Exercise prompt: Give again the line that contains "the mooring line.", plus every line after it to the end of the records, unchanged.

──────────

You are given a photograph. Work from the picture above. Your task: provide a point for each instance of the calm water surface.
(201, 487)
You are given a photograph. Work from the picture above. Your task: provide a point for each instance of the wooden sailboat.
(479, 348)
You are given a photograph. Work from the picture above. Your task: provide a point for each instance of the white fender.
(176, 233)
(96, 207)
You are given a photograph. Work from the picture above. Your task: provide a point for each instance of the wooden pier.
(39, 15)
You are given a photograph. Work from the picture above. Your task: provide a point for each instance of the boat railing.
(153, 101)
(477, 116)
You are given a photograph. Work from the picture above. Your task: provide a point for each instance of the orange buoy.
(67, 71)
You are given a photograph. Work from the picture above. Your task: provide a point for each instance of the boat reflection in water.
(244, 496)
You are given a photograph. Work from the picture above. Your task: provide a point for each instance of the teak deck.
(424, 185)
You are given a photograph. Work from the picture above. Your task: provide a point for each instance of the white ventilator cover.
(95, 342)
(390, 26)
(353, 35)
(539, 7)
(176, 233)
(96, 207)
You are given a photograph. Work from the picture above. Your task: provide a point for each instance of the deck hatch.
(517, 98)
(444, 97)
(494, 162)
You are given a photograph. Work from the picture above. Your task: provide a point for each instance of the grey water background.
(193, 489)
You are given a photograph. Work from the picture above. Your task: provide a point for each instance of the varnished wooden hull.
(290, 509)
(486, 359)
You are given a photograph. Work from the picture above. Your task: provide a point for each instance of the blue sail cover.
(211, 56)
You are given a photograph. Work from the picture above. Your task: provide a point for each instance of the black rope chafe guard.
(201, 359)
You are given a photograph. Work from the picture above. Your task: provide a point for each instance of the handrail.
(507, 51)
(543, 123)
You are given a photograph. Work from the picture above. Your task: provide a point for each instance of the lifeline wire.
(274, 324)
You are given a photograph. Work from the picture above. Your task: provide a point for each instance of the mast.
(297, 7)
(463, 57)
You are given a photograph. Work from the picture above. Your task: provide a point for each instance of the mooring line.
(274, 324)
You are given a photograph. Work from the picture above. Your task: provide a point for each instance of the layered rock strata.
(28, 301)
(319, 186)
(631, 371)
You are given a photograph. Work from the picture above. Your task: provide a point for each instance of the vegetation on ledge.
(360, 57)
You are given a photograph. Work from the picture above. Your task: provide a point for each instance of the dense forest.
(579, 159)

──────────

Completed task:
You are given a photograph. Work from the picture above. Your task: provide a point for each instance of the mooring line.
(274, 324)
You are given a photograph. Work from the picture above. Your task: provide a point for each instance of the layered rock strata.
(28, 301)
(319, 186)
(631, 371)
You are given a photograph. Work from the picture above. Your task: provide a point for each instance of the vegetation on ledge.
(360, 57)
You are given a photograph. Work from the picture above. Your task: provide a point for each instance of the dense forest.
(579, 159)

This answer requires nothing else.